» PROBLEM STATEMENT: Gather every line of the material below that contains the string "striped" and copy each one in full. The match is case-sensitive.

» ENTRIES:

════

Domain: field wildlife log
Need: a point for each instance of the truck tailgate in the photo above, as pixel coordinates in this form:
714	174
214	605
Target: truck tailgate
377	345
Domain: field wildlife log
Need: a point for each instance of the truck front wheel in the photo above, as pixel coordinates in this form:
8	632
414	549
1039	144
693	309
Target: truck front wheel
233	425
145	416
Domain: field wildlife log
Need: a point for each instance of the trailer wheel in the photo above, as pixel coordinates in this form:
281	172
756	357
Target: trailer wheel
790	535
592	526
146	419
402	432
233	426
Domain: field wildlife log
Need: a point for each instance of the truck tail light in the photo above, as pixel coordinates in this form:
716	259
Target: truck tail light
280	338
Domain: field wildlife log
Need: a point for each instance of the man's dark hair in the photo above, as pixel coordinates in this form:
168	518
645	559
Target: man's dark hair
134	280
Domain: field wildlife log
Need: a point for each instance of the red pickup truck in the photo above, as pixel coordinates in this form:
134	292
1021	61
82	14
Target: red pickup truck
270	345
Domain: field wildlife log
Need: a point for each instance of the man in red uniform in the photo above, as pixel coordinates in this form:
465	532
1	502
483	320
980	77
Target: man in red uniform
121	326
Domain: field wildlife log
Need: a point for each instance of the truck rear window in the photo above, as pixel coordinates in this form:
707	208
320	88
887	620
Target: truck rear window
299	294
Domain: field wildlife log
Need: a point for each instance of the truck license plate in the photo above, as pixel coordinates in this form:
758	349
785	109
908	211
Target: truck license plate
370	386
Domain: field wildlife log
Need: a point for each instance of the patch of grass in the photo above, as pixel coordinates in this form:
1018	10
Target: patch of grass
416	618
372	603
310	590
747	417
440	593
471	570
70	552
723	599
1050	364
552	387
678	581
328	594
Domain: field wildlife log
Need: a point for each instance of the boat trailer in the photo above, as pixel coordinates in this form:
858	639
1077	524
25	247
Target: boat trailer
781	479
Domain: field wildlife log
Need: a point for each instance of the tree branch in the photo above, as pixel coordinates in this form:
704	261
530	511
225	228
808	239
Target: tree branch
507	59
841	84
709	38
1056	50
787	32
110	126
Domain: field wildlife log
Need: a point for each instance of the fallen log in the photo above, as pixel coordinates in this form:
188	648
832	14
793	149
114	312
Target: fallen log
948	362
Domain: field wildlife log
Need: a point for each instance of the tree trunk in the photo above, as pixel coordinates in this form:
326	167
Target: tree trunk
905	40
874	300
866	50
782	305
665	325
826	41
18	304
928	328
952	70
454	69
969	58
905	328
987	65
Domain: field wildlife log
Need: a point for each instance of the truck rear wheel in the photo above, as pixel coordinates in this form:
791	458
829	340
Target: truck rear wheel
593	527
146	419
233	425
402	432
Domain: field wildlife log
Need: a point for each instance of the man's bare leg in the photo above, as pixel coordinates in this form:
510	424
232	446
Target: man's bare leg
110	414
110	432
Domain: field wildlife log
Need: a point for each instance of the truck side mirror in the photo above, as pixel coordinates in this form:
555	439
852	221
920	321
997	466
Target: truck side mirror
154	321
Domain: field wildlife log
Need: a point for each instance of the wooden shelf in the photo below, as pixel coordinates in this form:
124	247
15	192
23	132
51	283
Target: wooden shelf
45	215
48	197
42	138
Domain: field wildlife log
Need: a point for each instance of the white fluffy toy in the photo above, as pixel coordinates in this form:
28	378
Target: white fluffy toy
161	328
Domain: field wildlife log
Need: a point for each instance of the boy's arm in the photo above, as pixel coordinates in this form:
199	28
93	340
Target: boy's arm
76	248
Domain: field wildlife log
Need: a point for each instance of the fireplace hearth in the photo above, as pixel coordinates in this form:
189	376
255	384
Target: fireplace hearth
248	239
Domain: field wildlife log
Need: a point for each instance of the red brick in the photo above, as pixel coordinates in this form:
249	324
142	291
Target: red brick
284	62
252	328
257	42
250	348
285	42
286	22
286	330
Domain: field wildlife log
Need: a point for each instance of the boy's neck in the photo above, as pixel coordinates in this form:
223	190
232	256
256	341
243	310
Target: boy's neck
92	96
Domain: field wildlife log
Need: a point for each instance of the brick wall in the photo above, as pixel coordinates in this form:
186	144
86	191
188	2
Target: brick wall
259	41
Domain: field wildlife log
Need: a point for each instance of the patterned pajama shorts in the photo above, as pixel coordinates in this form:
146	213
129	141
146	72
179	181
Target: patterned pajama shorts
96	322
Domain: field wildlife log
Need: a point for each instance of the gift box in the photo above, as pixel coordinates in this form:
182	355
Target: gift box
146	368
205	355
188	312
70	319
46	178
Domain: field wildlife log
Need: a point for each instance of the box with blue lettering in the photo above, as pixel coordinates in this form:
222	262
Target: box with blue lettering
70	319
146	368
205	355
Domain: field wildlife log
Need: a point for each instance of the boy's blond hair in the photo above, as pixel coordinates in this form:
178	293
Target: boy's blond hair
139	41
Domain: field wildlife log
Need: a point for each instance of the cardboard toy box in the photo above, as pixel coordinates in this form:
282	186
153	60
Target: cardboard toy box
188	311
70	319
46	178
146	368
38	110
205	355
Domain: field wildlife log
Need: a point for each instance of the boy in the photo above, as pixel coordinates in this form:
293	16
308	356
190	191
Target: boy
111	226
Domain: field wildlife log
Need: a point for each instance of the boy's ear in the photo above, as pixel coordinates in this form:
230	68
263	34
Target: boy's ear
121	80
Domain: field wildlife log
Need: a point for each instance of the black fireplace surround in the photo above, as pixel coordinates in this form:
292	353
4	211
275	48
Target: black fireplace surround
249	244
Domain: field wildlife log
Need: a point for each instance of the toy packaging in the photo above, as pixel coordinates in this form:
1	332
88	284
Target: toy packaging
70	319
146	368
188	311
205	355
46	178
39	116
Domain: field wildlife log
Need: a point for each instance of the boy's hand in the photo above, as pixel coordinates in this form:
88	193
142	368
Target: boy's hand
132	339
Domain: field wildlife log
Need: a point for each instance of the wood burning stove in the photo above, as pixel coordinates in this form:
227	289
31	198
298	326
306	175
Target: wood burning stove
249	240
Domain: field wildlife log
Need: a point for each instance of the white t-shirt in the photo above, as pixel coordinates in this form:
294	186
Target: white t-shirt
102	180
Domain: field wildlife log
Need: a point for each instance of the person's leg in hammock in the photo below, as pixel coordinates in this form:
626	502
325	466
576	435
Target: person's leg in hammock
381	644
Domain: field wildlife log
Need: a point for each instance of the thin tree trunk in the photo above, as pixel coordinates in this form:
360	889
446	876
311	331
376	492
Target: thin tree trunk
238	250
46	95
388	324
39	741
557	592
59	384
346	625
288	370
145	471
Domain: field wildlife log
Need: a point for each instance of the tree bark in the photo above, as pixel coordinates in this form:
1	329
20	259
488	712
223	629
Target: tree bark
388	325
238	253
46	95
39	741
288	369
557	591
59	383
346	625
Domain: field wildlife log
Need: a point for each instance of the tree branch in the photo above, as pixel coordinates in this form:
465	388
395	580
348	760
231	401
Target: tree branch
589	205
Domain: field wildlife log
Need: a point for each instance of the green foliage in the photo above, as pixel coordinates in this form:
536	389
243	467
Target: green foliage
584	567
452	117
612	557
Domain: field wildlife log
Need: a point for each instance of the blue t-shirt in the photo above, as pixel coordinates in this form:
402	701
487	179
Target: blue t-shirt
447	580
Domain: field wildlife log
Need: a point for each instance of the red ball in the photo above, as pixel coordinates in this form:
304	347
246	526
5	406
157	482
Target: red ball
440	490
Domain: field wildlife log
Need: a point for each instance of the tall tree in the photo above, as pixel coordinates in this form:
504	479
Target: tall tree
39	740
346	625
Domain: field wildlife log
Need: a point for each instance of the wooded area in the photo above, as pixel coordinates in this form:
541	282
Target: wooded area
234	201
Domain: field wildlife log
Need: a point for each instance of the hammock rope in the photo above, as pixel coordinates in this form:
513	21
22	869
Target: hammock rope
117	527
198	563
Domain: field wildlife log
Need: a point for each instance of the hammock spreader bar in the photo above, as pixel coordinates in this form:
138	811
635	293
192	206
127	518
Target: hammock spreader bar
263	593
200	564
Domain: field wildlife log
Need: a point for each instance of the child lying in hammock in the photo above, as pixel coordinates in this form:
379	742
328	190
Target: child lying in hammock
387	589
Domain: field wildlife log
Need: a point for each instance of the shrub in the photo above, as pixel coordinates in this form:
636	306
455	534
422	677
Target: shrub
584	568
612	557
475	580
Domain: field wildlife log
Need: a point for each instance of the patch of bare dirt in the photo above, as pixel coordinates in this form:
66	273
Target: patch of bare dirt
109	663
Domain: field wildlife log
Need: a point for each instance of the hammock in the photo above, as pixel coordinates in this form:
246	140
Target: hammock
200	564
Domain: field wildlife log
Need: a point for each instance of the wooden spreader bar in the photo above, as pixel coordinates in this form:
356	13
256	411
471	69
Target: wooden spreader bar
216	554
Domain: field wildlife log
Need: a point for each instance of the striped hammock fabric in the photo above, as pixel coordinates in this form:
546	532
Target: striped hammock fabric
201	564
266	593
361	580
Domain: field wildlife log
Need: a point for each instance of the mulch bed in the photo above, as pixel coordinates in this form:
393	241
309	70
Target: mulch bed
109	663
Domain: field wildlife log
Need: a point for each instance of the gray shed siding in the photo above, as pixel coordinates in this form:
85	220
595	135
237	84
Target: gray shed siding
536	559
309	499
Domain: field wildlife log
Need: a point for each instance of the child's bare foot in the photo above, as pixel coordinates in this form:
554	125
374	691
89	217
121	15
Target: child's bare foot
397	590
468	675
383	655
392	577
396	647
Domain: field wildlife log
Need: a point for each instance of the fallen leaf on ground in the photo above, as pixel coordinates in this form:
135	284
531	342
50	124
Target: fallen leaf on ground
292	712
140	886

════

» TASK RESPONSE:
Need: a point for each instance of the striped hammock fabric in the photo above, as pixel coordinates in this form:
Target: striped hammock fabric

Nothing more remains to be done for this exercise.